WHAT TO PRODUCE
Please write the next part of the flea market account, picking up right after its last sentence.

ARTICLE
Those prices alone should have tipped me off.

But I skipped merrily over to Pinellas Park early Saturday morning, and set up my 10x10 space inside. I sold nothing, but that's not the worst part. The worst part is that I paid in advance for this weekend (which starts tomorrow) and I don't want to go.

I don't know what got into me.

The Wheel is actually shaped like a comb, not a wheel. When I scouted it, I just quickly marched through the spine of the comb, not the tines. Uh, teeth. Certainly not spokes. It was like driving into any small city in the Eastern United States, but instead of Denny's, Wendy's, Wal-Mart, Pizza Hut, McDonald's, Taco Bell, Tire Kingdom, Denny's, it was cheap-ass, generic sunglasses, socks, belts, sunglasses, sheets, magnetic jewelry, sunglasses, tee shirts (a sailboat with FLORIDA on it ... or MICHIGAN or KANSAS), sunglasses.

EXTRACTED MATERIAL

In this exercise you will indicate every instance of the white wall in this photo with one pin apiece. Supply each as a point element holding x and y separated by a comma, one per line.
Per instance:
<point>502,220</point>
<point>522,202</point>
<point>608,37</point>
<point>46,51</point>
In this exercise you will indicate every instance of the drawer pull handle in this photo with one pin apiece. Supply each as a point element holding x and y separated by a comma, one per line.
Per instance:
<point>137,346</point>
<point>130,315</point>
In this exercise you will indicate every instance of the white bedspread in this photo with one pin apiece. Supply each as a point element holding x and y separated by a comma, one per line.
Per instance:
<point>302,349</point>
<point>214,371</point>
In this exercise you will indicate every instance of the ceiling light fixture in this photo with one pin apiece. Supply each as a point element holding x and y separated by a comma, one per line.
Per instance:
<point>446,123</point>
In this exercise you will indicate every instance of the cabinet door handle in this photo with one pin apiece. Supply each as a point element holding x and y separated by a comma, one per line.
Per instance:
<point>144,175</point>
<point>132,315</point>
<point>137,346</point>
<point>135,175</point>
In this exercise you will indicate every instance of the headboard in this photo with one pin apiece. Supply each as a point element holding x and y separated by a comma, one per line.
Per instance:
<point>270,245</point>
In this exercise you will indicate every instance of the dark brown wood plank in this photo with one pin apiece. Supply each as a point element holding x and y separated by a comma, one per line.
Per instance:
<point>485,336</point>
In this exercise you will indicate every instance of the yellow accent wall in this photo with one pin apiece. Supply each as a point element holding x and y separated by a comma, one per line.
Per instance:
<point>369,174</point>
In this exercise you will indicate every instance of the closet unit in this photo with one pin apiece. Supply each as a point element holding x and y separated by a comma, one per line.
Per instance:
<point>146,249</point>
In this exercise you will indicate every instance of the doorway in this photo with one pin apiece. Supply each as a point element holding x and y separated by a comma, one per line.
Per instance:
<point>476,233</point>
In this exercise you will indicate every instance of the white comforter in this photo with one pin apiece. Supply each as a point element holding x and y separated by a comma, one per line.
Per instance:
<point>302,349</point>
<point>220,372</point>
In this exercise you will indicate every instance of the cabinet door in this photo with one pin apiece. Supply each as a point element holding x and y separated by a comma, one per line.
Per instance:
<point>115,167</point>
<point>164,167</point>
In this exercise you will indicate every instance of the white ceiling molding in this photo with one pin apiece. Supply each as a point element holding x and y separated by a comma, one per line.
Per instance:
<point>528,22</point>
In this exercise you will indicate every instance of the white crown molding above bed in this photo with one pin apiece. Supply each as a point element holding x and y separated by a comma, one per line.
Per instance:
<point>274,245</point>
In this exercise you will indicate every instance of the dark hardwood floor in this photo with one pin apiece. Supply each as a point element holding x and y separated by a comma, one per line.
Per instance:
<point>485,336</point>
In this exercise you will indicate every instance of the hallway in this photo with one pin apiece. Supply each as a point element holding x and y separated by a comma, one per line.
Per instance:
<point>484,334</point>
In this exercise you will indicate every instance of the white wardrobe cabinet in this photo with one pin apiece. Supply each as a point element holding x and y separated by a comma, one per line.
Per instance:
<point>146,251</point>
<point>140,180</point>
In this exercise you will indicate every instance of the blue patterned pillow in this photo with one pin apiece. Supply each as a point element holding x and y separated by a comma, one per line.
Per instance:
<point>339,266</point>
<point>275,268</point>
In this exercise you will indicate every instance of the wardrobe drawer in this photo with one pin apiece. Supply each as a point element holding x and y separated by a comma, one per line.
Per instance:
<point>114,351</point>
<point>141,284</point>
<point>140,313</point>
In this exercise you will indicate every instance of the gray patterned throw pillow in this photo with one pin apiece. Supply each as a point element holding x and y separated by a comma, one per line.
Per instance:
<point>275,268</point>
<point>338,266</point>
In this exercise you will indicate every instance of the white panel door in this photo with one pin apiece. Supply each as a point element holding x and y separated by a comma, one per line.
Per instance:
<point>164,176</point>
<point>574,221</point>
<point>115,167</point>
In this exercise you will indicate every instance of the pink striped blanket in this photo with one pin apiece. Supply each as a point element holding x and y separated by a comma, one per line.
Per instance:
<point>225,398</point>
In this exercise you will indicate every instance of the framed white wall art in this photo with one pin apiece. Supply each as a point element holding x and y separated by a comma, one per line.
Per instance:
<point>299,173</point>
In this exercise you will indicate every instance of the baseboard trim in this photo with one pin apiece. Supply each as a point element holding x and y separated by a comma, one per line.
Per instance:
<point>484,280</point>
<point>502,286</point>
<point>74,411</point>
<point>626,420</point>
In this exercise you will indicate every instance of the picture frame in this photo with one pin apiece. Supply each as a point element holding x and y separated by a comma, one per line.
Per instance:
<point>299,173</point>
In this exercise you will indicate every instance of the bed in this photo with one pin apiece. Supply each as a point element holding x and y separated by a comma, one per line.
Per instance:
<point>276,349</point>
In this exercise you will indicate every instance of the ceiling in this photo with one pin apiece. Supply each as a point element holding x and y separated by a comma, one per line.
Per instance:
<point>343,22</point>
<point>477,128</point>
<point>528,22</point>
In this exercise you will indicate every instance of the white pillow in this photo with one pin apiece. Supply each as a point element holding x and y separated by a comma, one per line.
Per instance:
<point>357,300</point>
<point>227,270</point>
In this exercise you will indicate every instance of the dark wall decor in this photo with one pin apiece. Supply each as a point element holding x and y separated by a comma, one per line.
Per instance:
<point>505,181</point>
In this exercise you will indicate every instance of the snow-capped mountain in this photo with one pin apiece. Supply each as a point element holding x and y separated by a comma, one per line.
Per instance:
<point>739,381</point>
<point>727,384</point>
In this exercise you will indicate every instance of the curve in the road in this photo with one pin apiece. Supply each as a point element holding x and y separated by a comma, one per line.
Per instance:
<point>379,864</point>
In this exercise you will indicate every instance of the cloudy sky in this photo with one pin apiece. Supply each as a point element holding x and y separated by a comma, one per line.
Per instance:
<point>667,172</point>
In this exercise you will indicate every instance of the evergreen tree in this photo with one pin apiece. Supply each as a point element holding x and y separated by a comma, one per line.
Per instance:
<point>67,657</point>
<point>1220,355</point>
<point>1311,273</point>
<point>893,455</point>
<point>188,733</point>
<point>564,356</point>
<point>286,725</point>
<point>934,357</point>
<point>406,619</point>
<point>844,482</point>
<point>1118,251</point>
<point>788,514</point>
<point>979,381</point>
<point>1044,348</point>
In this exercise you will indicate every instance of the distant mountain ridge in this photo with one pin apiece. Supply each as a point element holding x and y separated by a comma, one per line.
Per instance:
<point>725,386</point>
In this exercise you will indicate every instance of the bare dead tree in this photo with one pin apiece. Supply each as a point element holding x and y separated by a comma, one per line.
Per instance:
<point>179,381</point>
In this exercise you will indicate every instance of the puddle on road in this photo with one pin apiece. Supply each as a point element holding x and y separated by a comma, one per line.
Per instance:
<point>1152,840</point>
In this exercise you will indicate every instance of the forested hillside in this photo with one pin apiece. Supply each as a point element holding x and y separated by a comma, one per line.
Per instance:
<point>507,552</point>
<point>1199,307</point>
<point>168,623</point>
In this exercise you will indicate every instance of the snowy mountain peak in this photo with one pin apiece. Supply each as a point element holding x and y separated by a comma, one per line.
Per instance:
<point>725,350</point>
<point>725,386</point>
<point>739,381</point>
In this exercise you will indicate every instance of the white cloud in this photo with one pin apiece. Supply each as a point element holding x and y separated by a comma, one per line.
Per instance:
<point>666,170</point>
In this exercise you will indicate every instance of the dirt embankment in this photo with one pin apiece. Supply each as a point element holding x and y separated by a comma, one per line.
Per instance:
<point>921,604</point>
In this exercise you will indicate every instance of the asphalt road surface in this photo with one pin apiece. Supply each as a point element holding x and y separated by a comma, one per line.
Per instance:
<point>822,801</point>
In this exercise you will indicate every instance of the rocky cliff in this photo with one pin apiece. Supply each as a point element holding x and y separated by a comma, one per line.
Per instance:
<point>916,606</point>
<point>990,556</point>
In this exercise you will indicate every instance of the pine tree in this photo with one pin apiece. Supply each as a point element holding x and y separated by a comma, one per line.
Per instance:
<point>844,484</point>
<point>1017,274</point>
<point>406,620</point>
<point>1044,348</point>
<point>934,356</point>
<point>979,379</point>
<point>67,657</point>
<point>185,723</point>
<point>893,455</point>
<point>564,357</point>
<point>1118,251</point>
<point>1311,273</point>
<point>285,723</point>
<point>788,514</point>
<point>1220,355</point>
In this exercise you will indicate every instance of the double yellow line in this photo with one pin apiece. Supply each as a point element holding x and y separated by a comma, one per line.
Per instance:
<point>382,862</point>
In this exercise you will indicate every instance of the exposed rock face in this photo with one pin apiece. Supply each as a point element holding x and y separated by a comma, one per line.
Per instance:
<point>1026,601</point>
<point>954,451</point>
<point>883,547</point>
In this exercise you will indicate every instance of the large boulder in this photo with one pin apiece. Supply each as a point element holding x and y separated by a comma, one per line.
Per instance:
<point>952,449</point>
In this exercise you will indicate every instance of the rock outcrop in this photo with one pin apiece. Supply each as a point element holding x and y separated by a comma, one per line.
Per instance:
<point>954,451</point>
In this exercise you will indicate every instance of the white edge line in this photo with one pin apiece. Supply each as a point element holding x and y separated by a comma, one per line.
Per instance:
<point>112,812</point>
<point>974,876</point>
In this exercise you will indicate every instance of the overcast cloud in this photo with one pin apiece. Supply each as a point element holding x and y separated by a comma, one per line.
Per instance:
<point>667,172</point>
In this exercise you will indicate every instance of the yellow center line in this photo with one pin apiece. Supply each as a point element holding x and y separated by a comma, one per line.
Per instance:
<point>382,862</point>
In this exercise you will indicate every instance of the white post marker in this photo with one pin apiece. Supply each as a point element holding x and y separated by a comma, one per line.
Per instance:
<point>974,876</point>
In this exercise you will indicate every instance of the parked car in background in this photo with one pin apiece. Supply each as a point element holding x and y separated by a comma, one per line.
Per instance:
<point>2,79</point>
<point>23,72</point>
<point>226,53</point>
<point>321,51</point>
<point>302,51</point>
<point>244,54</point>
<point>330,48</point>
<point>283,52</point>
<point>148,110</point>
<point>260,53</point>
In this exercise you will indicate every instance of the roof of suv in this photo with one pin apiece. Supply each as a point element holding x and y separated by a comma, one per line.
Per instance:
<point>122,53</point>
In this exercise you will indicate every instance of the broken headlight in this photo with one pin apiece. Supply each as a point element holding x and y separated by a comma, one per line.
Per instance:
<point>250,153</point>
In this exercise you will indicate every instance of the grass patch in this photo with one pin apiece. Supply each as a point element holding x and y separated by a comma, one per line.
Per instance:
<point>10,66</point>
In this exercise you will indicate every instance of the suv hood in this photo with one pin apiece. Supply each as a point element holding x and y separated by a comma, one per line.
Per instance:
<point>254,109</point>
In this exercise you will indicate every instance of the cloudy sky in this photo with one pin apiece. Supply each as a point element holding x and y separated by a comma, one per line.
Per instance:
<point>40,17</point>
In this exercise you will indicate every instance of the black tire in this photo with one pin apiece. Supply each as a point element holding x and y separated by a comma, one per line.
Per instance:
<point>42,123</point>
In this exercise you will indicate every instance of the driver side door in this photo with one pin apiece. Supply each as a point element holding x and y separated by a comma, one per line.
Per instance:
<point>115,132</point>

RESPONSE TO THIS TASK
During my exploration, I ran into my friend Kofi, the first Ghanaian I'd ever met, the man responsible for my having gone there (whether he knows it or not). He was selling sneakers and tee shirts. His nine-year-old daughter was there, pouting, wishing she were home. Somewhere else among the hundreds of other vendors was his wife and small son at their own booth. They also have full-time jobs during the week (well, not the son). And Kofi silk-screens tee shirts in his garage.

He told me that establishing a presence is the important thing at a flea market: just show up, week after week after week.

Out of the hundreds of spots there, only about ten were available, so I took I-41 for the next day, for Sunday. It's in one of the tines. I was the only one within sight who was ready at eight, when the flea market opens. The others were drinking coffee and chatting and slowly removing tarps from their goods. You can pay extra to keep your socks, belts, Denny's, and sunglasses at your booth during the week, when The Wheel is closed.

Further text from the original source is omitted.